*TASK DESCRIPTION*
According to the oral cancer text below, how much more likely are users of smokeless tobacco products to develop oral cancers?

*TEXT SHOWN*
Segment Open

Oral Cancer

Oral cancer appears as overgrowth or sore in the mouth that does not heal and reoccur very frequently. About 50,000 people in the U.S. get oral cancer each year, 70% of them are mostly men. Oral cancer includes cancers of the lips, tongue, cheeks, floor of the mouth, hard and soft palate, sinuses, and pharynx, etc. It can be life-threatening if not diagnosed and treated at the early stages.

Symptoms of Oral Cancer

The most common symptoms of oral cancer include the following

  • Swellings, lumps or bumps, over growths, rough spots, crusts or eroded areas on the lips, gums, cheek, or other areas inside the oral cavity.
  • The color may be velvety white, red, or speckled white and red patches in the mouth.
  • Bleeding in the mouth without any possible cause.
  • Numbness, loss of feeling, or pain, tenderness in any area of the face, mouth, or neck without any injury.
  • Persistent sores on the face, neck, or mouth that bleed easily and do not heal within 2 weeks and reoccur very fastly.
  • A soreness or feeling that something is caught in the back of the throat causing burning or itching sensation in the throat.
  • Difficulty in masticating food or swallowing, speaking, or moving the jaw or tongue.
  • Hoarseness in throat, chronic sore throat, or change in voice.
  • Difficulty in opening mouth.
  • Weight loss can be seen in few cases.

Risk factors

  • Smoking Cigarette, cigar, or pipe smoking are the most common causes for oral cancers. They are 6 times more prone to cancers.
  • Smokeless tobacco users, users of dip, snuff, or chewing tobacco products are 50 times more likely to develop oral cancers.
  • Oral cancers are about six times more common in drinkers than in nondrinkers of alcohol. Using alcohol and tobacco together increases your chances of getting cancers.
  • Genetic history of cancers can also increase the possibilities.
  • Excessive sun exposure, especially at a young age, ultraviolet radiation from the sun can cause lip cancers or squamous cell carcinomas.
  • Human papillomavirus are etiologic risk factors for Oropharyngeal Squamous Cell Carcinomas.
  • Oral cancers can take years to grow or some can take few days to months to grow.
  • Men are at least twice as likely as women to get oral cancer. It could be probably because men drink and smoke more than women do.
  • Studies have found a link between oral cancer and not eating enough vegetables and fruits.
  • It is important to note that over 25% of all oral cancers occur in people who do not smoke and who only drink alcohol occasionally.

Segment Closed

*EXTRACTED MATERIAL*
Segment Open

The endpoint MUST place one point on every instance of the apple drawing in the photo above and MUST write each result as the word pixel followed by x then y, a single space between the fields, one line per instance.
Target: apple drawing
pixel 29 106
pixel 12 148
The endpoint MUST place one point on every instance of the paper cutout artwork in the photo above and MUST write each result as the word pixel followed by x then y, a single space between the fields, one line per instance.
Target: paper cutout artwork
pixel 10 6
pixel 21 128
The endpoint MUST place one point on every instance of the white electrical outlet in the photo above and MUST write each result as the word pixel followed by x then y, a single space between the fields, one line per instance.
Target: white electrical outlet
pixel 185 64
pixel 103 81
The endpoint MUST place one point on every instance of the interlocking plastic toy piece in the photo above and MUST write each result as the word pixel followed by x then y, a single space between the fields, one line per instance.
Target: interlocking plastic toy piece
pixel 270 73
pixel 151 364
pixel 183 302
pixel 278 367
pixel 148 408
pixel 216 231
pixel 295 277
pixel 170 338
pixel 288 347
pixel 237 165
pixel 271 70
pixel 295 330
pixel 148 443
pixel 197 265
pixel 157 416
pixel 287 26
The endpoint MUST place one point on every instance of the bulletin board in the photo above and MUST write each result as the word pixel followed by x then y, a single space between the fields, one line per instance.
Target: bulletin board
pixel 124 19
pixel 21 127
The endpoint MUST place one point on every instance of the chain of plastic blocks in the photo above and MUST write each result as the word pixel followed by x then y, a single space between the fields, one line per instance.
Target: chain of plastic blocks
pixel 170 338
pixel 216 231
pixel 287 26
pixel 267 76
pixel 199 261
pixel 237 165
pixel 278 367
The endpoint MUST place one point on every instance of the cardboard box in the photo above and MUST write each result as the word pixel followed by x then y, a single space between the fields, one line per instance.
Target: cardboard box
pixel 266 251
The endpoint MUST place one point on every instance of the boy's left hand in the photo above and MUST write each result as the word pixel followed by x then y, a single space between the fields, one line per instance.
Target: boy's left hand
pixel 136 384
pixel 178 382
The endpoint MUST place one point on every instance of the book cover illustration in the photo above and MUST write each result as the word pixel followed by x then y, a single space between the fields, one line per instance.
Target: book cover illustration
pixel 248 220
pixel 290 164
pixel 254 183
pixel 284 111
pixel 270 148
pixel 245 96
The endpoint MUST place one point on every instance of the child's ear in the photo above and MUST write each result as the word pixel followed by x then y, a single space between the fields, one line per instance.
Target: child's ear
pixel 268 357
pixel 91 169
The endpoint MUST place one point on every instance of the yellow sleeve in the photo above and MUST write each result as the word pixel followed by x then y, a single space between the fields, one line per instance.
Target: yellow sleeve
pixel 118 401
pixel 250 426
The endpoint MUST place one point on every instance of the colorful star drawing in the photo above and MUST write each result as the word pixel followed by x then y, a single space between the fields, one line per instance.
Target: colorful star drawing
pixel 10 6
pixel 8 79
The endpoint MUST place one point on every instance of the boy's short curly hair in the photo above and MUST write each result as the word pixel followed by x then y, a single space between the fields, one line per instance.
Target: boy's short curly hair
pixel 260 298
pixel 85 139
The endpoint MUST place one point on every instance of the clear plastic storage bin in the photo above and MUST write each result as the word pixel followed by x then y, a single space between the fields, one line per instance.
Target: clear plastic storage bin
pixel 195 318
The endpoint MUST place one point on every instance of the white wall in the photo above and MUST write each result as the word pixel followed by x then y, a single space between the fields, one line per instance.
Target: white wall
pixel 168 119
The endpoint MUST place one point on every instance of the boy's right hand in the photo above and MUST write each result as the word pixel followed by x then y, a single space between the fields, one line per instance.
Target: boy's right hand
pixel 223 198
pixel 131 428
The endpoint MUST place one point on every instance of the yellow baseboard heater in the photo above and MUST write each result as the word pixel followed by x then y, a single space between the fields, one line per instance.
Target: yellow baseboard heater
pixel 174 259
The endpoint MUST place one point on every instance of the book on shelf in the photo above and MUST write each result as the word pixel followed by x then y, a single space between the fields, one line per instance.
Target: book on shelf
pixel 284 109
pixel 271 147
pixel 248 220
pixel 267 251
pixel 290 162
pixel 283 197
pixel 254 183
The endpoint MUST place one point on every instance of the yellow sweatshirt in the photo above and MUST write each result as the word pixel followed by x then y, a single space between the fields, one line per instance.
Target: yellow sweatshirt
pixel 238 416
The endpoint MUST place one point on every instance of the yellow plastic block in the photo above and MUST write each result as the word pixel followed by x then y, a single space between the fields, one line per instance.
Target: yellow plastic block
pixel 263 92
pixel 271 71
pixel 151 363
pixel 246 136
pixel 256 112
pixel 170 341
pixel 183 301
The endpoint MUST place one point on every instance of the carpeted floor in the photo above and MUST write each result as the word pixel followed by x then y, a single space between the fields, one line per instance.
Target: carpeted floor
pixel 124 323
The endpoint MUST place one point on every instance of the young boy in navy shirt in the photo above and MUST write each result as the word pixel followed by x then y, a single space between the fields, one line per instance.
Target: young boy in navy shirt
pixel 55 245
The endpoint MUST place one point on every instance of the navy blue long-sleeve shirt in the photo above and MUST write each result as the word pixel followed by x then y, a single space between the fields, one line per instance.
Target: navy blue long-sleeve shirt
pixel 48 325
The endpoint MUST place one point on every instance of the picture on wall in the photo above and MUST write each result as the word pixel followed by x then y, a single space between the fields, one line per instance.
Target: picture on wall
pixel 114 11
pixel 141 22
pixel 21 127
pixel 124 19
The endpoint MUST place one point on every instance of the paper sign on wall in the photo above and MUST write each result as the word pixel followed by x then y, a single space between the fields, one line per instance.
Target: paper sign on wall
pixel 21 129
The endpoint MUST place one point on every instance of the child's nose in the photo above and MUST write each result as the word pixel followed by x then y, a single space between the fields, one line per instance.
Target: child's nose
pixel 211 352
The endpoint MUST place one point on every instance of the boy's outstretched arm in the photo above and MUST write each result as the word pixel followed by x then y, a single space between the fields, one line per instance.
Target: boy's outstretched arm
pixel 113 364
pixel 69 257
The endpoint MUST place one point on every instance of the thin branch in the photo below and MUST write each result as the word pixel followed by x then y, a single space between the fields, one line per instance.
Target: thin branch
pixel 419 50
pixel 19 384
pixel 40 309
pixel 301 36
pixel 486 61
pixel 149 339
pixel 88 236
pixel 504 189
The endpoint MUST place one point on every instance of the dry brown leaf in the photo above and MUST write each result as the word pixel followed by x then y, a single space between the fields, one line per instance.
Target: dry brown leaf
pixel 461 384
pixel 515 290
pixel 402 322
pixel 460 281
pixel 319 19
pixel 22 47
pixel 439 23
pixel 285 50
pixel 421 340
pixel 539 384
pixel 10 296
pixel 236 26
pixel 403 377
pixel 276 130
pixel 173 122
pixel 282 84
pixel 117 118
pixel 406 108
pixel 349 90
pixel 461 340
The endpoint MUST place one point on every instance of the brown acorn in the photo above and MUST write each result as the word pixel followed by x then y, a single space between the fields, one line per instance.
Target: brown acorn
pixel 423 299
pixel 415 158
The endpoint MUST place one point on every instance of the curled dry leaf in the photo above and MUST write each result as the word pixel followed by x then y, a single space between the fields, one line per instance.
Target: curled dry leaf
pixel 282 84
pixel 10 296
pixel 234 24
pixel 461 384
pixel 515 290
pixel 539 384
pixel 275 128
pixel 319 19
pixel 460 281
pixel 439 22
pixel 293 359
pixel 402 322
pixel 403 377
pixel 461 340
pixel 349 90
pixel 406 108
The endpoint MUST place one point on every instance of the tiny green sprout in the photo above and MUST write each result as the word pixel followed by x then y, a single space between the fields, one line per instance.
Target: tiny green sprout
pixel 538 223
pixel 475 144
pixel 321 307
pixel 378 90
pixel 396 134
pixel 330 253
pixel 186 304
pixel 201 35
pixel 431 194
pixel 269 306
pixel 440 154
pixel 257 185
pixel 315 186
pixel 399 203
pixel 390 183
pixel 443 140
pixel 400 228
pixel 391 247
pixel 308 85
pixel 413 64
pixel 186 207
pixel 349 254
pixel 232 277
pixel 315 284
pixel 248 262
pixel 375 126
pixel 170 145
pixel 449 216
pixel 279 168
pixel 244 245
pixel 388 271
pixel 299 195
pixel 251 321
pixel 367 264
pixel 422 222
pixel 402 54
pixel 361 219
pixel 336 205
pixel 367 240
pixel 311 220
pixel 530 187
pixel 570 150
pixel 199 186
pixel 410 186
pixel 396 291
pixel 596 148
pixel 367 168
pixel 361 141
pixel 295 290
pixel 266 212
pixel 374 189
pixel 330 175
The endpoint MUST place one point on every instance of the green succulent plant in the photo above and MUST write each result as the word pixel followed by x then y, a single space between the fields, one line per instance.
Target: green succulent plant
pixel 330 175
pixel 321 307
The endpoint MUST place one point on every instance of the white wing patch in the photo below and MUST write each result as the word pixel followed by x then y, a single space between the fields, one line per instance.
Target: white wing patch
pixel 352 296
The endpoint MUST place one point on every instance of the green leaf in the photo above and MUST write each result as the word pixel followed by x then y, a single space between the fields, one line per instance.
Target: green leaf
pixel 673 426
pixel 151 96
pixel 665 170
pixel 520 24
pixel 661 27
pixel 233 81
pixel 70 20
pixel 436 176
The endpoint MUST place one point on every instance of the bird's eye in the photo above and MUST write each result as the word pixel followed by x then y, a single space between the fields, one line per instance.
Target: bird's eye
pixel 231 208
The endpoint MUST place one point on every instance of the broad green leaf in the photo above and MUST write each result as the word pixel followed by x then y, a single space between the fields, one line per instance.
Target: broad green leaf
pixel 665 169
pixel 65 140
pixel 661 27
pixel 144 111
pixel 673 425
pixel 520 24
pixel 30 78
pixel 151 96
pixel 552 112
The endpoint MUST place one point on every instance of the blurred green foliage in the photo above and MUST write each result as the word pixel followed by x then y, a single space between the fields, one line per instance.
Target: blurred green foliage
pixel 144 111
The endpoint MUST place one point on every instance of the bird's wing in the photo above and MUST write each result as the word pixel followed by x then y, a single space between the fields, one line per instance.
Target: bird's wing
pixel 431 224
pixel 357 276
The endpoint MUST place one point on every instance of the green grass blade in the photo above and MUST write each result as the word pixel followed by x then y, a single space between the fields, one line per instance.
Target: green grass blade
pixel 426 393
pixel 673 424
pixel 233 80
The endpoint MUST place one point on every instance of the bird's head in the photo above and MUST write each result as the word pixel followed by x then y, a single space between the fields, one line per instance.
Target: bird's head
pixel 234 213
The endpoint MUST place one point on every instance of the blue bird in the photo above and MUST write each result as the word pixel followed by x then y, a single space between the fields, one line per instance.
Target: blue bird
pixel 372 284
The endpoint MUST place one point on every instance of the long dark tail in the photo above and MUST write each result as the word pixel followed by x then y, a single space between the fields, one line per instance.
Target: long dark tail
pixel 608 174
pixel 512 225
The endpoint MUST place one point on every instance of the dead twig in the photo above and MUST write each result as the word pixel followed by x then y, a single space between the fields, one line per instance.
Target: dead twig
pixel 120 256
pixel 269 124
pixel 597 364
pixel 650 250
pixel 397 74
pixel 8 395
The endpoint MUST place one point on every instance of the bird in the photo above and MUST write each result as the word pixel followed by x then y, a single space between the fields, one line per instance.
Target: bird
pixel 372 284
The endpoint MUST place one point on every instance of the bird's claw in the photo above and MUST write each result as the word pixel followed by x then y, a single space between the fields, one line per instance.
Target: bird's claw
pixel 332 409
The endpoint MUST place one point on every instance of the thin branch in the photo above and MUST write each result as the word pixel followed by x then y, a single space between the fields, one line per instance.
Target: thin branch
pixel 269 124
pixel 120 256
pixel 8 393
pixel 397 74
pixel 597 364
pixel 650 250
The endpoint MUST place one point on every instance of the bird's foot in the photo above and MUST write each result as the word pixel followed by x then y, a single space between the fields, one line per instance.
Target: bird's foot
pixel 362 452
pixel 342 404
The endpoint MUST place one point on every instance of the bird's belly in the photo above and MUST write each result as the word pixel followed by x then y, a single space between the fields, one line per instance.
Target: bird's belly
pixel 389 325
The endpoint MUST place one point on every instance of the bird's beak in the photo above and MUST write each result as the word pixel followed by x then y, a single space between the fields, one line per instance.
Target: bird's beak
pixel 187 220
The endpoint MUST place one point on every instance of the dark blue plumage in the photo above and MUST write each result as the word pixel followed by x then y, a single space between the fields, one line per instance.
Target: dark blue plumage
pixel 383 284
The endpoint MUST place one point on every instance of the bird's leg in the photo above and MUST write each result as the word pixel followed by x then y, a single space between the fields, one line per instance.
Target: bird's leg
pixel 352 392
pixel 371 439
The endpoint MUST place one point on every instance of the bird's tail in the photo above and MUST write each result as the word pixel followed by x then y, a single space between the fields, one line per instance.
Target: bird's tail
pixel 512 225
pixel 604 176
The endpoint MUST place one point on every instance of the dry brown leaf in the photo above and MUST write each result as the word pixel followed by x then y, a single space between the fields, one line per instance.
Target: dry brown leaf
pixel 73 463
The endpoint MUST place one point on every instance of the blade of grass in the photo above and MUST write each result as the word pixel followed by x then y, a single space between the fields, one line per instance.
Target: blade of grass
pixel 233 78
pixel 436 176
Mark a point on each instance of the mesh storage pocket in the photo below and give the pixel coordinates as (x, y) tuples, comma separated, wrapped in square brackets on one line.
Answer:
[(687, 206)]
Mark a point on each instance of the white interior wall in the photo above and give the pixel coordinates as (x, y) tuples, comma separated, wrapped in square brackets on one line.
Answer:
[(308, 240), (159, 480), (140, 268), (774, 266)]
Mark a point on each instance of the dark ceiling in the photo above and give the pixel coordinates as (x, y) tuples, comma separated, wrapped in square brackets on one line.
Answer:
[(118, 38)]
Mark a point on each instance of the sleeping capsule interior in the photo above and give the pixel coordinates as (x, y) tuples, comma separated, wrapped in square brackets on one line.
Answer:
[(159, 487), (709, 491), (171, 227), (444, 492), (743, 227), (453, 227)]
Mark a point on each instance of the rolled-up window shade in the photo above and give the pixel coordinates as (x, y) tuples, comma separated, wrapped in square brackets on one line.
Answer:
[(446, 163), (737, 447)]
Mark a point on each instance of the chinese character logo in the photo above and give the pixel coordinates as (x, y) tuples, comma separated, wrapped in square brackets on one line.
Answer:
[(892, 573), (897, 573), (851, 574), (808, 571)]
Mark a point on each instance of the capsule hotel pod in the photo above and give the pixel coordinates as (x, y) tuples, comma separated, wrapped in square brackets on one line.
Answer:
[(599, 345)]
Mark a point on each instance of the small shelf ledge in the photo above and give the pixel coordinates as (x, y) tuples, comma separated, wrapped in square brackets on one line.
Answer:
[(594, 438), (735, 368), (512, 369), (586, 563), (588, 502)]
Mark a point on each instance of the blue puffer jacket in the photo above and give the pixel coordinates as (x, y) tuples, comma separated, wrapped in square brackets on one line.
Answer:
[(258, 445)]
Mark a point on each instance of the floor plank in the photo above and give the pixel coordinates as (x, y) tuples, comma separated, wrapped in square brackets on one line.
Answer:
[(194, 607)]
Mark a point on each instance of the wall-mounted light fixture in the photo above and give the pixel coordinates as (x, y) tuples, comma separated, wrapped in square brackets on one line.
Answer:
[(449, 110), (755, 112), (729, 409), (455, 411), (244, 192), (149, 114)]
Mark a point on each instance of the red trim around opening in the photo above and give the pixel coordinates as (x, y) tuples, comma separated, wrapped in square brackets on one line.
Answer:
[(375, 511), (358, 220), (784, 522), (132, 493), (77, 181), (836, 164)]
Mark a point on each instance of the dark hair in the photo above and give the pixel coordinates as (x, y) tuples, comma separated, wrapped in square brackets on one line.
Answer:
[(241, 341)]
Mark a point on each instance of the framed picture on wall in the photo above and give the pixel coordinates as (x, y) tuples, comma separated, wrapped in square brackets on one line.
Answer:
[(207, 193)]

Segment Closed

*SOLUTION*
They are 50 times more likely to develop oral cancers.